* Exercise goal
Pictures aside, quote the whole listing exactly.

* Coordinate annotation records

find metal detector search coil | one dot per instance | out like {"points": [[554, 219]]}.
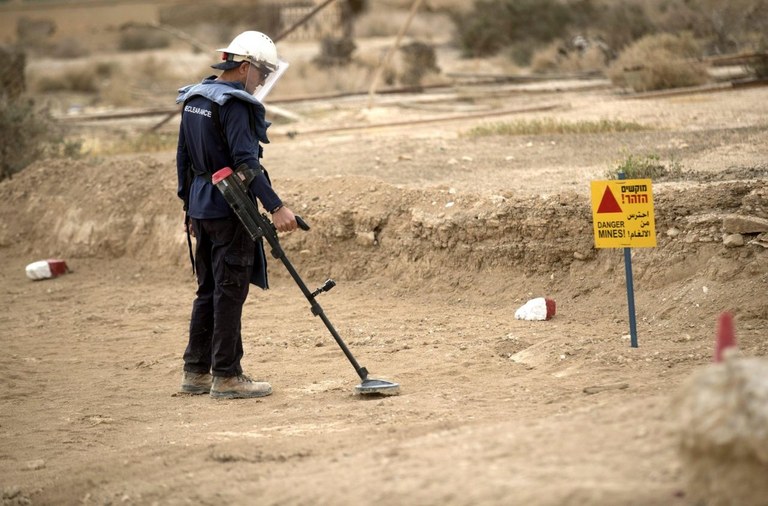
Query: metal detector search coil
{"points": [[258, 225]]}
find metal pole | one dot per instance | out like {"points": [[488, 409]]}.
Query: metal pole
{"points": [[630, 290], [390, 52]]}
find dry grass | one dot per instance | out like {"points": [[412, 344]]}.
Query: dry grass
{"points": [[551, 126]]}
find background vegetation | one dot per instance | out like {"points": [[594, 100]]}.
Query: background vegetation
{"points": [[641, 45]]}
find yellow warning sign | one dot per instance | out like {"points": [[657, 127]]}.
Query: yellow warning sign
{"points": [[622, 214]]}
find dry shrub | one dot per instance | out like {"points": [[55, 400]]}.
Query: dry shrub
{"points": [[557, 58], [135, 38], [419, 60], [67, 48], [382, 21], [79, 79], [304, 78], [658, 62]]}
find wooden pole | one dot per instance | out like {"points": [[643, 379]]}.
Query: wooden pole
{"points": [[303, 20], [392, 49]]}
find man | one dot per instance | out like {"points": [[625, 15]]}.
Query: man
{"points": [[222, 125]]}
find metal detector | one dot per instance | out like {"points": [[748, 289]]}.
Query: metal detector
{"points": [[258, 225]]}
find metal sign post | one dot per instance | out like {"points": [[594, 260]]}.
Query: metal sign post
{"points": [[622, 217]]}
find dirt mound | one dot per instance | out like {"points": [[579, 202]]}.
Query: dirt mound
{"points": [[416, 239], [127, 208]]}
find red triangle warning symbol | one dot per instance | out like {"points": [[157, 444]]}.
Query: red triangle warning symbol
{"points": [[608, 203]]}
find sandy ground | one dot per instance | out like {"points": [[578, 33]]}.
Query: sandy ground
{"points": [[434, 239]]}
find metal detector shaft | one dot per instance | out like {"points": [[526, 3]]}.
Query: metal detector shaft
{"points": [[258, 225]]}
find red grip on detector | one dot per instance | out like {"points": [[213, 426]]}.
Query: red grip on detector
{"points": [[221, 174]]}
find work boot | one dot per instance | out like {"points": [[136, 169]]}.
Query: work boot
{"points": [[196, 383], [238, 387]]}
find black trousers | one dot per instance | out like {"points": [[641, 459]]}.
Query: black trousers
{"points": [[224, 262]]}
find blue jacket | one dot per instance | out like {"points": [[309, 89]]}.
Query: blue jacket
{"points": [[202, 147]]}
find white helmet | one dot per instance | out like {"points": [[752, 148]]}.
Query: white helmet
{"points": [[252, 46]]}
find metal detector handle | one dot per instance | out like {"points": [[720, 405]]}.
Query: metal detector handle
{"points": [[301, 223]]}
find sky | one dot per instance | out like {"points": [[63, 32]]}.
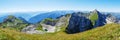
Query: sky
{"points": [[7, 6]]}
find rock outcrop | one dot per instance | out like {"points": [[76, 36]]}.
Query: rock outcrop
{"points": [[31, 29], [54, 25], [78, 23], [101, 20], [13, 22]]}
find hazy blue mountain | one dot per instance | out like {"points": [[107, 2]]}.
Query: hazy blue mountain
{"points": [[53, 15]]}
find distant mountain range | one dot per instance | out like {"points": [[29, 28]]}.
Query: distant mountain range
{"points": [[35, 17]]}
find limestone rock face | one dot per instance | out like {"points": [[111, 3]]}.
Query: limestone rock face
{"points": [[111, 19], [78, 23]]}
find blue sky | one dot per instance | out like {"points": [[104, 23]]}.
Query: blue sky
{"points": [[51, 5]]}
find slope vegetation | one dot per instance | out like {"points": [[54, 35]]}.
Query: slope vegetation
{"points": [[107, 32]]}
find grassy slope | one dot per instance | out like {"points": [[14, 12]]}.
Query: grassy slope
{"points": [[107, 32]]}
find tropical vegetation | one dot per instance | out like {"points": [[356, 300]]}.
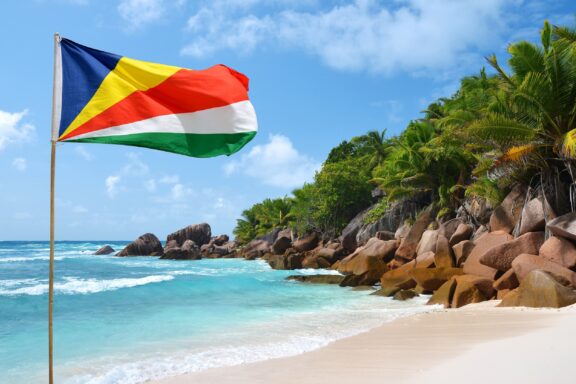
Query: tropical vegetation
{"points": [[517, 125]]}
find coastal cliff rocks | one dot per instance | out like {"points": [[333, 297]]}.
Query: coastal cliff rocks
{"points": [[254, 249], [283, 242], [432, 279], [199, 233], [540, 289], [463, 232], [501, 256], [105, 250], [367, 264], [444, 256], [443, 296], [559, 250], [323, 257], [506, 215], [564, 226], [532, 218], [471, 289], [290, 260], [317, 279], [405, 294], [507, 281], [462, 290], [407, 249], [307, 242], [146, 245], [188, 251], [525, 263], [427, 242], [482, 245], [219, 240], [461, 251], [399, 277]]}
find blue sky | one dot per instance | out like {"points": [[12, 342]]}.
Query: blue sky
{"points": [[321, 72]]}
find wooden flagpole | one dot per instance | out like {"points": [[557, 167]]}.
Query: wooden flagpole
{"points": [[51, 272], [55, 122]]}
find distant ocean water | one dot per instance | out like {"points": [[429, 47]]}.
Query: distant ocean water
{"points": [[129, 320]]}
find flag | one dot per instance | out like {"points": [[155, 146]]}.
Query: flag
{"points": [[102, 97]]}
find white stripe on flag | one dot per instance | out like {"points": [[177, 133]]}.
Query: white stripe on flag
{"points": [[233, 118]]}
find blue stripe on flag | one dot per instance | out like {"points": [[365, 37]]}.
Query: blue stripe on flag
{"points": [[83, 70]]}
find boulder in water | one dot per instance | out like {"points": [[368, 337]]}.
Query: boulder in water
{"points": [[146, 245], [105, 250]]}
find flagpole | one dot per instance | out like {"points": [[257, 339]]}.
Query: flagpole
{"points": [[55, 121]]}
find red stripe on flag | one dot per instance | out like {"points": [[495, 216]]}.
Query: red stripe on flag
{"points": [[184, 92]]}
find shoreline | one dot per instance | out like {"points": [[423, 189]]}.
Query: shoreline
{"points": [[478, 342]]}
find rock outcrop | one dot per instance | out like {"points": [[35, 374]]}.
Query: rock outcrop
{"points": [[188, 251], [200, 234], [317, 279], [105, 250], [471, 289], [540, 289], [506, 215], [367, 264], [146, 245], [307, 242], [407, 249], [501, 256], [559, 250], [532, 218], [525, 263], [482, 245], [564, 226]]}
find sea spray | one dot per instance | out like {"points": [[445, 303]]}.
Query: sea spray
{"points": [[134, 319]]}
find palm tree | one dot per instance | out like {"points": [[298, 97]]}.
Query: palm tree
{"points": [[374, 146], [532, 121], [425, 166]]}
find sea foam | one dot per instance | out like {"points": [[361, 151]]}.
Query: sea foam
{"points": [[181, 362], [73, 285]]}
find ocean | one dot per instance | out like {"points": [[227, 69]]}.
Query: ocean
{"points": [[129, 320]]}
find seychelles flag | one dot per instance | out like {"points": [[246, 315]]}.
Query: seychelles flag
{"points": [[104, 98]]}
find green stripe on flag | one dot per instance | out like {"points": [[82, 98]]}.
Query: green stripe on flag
{"points": [[189, 144]]}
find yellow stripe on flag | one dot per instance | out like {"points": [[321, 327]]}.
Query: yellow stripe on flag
{"points": [[128, 76]]}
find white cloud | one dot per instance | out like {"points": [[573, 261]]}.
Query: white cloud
{"points": [[169, 179], [179, 192], [80, 209], [22, 215], [150, 185], [13, 130], [112, 187], [139, 13], [20, 164], [84, 153], [135, 166], [219, 203], [275, 163], [418, 36]]}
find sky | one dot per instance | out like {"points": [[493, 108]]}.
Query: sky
{"points": [[320, 72]]}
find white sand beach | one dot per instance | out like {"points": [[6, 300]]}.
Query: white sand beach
{"points": [[478, 343]]}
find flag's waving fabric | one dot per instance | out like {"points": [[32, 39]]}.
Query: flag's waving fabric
{"points": [[111, 99]]}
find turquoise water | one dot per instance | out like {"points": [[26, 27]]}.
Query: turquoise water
{"points": [[128, 320]]}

* Result
find metal detector search coil | one dot per instance | out like {"points": [[554, 219]]}.
Query: metal detector search coil
{"points": [[258, 225]]}
find metal pole | one dot per instance | out like {"points": [[488, 409]]}.
Query: metal pole
{"points": [[630, 290], [390, 52]]}
find dry grass | one dot per instance | out like {"points": [[412, 344]]}.
Query: dry grass
{"points": [[551, 126]]}
find background vegetation | one dot per instance | out like {"points": [[594, 100]]}.
Query: background vegetation
{"points": [[641, 45]]}
find yellow warning sign | one dot per instance | out like {"points": [[657, 127]]}.
Query: yellow warning sign
{"points": [[622, 214]]}
find dry shrub | one dot per instance | out like {"points": [[55, 400]]}.
Query: dry shrub
{"points": [[557, 58], [135, 38], [419, 60], [67, 48], [382, 21], [79, 79], [304, 78], [658, 62]]}
find wooden pole | one dot per instance | out like {"points": [[643, 379]]}.
Query: wooden pole
{"points": [[303, 20], [392, 49]]}
find man | one dot per instance | out like {"points": [[625, 15]]}.
Query: man
{"points": [[222, 125]]}
find metal detector | one dot per instance | out like {"points": [[748, 289]]}.
Query: metal detector
{"points": [[258, 225]]}
find metal sign post | one dot per instance | out like {"points": [[594, 260]]}.
Query: metal sign post
{"points": [[622, 217]]}
find dirt mound | one dot per instance | out like {"points": [[579, 202]]}.
Query: dirt mound
{"points": [[416, 239], [127, 208]]}
find red triangle warning symbol | one dot per instance | out like {"points": [[157, 444]]}.
Query: red triangle warning symbol
{"points": [[608, 203]]}
find sandy ground | one dot per instance | out like {"points": [[578, 33]]}.
Query: sandy ground
{"points": [[434, 239]]}
find metal detector shaft | one dot per instance | out like {"points": [[526, 3]]}.
Query: metal detector shaft
{"points": [[258, 225]]}
find red grip on detector | one dot per instance | out like {"points": [[213, 426]]}.
Query: red grip on detector
{"points": [[221, 174]]}
find work boot | one dot per instance | out like {"points": [[136, 169]]}.
Query: work boot
{"points": [[196, 383], [238, 387]]}
find black trousers | one dot per instance | out like {"points": [[641, 459]]}.
Query: black trousers
{"points": [[224, 262]]}
find blue jacket | one dot per instance | out like {"points": [[309, 89]]}.
Query: blue jacket
{"points": [[202, 147]]}
find white helmet | one dot per instance | out like {"points": [[752, 148]]}.
Query: white helmet
{"points": [[252, 46]]}
find metal detector handle | one dot per instance | out like {"points": [[720, 405]]}.
Query: metal detector handle
{"points": [[301, 223]]}
find sky | one dot per instance | out like {"points": [[63, 32]]}.
Query: sky
{"points": [[7, 6]]}
find rock outcrop | one dot per instance | out like {"points": [[76, 36]]}.
Query: rock outcrop
{"points": [[31, 29], [54, 25], [78, 23], [101, 20], [13, 22]]}
find hazy blue mountain | one dot per instance | out like {"points": [[107, 2]]}.
Query: hazy blue mountain
{"points": [[53, 15]]}
find distant mountain range | one dot per instance | out like {"points": [[29, 28]]}.
Query: distant mountain range
{"points": [[35, 17]]}
find limestone rock face | one dot per instance | out like {"points": [[111, 3]]}.
Query: limestone rock face
{"points": [[111, 19], [78, 23]]}
find blue sky | one dot per instance | out like {"points": [[104, 23]]}.
Query: blue sky
{"points": [[51, 5]]}
find slope vegetation | one dot per instance | out like {"points": [[54, 35]]}.
Query: slope vegetation
{"points": [[107, 32]]}
find grassy slope | one dot per instance | out like {"points": [[14, 12]]}.
Query: grassy slope
{"points": [[107, 32]]}
find tropical vegetation | one dot per instance | out like {"points": [[356, 300]]}.
Query: tropical vegetation
{"points": [[517, 125]]}
find coastal cliff rocks | one dot per instance | out like {"points": [[333, 297]]}.
Query: coastal cliff rocks
{"points": [[254, 249], [283, 242], [432, 279], [199, 233], [540, 289], [463, 232], [501, 256], [105, 250], [367, 264], [444, 256], [443, 296], [559, 250], [323, 257], [506, 215], [564, 226], [532, 218], [471, 289], [290, 260], [317, 279], [405, 294], [507, 281], [462, 290], [407, 249], [307, 242], [146, 245], [188, 251], [525, 263], [427, 242], [482, 245], [219, 240], [461, 251], [399, 277]]}
find blue sky | one dot per instance | out like {"points": [[12, 342]]}.
Query: blue sky
{"points": [[321, 72]]}
find wooden flagpole | one dot per instance | out like {"points": [[557, 167]]}.
Query: wooden flagpole
{"points": [[51, 272], [55, 122]]}
find distant ocean water | one dot per instance | out like {"points": [[429, 47]]}.
Query: distant ocean water
{"points": [[129, 320]]}
find flag | one dot per instance | out like {"points": [[155, 146]]}.
Query: flag
{"points": [[102, 97]]}
find white stripe on flag | one dot per instance | out like {"points": [[177, 133]]}.
Query: white stripe on flag
{"points": [[233, 118]]}
find blue stripe on flag | one dot per instance | out like {"points": [[365, 37]]}.
Query: blue stripe on flag
{"points": [[83, 70]]}
find boulder in water | one dot per instance | out like {"points": [[368, 337]]}.
Query: boulder in water
{"points": [[146, 245], [105, 250]]}
find flagpole | one dot per instance | out like {"points": [[257, 339]]}.
Query: flagpole
{"points": [[55, 121]]}
find red stripe on flag | one dot per instance | out like {"points": [[495, 216]]}.
Query: red stripe on flag
{"points": [[184, 92]]}
find shoreline | one dot per instance | out like {"points": [[423, 189]]}.
Query: shoreline
{"points": [[478, 342]]}
find rock outcrop | one dot per instance | out like {"points": [[35, 374]]}.
Query: rock outcrop
{"points": [[188, 251], [200, 234], [317, 279], [105, 250], [471, 289], [540, 289], [506, 215], [367, 264], [146, 245], [307, 242], [407, 249], [501, 256], [559, 250], [532, 218], [525, 263], [482, 245], [564, 226]]}
find sea spray | one dot per instance | out like {"points": [[445, 303]]}.
Query: sea spray
{"points": [[134, 319]]}
find palm tree | one dot per instance | out like {"points": [[298, 97]]}.
Query: palm tree
{"points": [[374, 146], [532, 121], [425, 166]]}
find sea foam | one dot per instance | out like {"points": [[361, 151]]}.
Query: sea foam
{"points": [[181, 362], [73, 285]]}
find ocean | one dot per instance | out like {"points": [[227, 69]]}.
Query: ocean
{"points": [[129, 320]]}
find seychelles flag | one dot per instance | out like {"points": [[246, 315]]}.
Query: seychelles flag
{"points": [[104, 98]]}
find green stripe on flag | one dot per instance | out like {"points": [[82, 98]]}.
Query: green stripe on flag
{"points": [[189, 144]]}
find yellow stripe on flag | one dot per instance | out like {"points": [[321, 327]]}.
Query: yellow stripe on flag
{"points": [[128, 76]]}
find white cloud | one dot per instance | out like {"points": [[573, 261]]}.
Query: white cloud
{"points": [[169, 179], [179, 192], [80, 209], [22, 215], [150, 185], [13, 130], [112, 187], [139, 13], [20, 164], [84, 153], [135, 166], [219, 203], [275, 163], [418, 36]]}
find sky | one dot per instance | out like {"points": [[493, 108]]}.
Query: sky
{"points": [[320, 72]]}
find white sand beach | one dot per instance | out like {"points": [[6, 300]]}.
Query: white sand beach
{"points": [[478, 343]]}
find flag's waving fabric | one dot per instance | out like {"points": [[32, 39]]}.
Query: flag's waving fabric
{"points": [[111, 99]]}
find turquoise water | one dot per instance | out like {"points": [[26, 27]]}.
Query: turquoise water
{"points": [[128, 320]]}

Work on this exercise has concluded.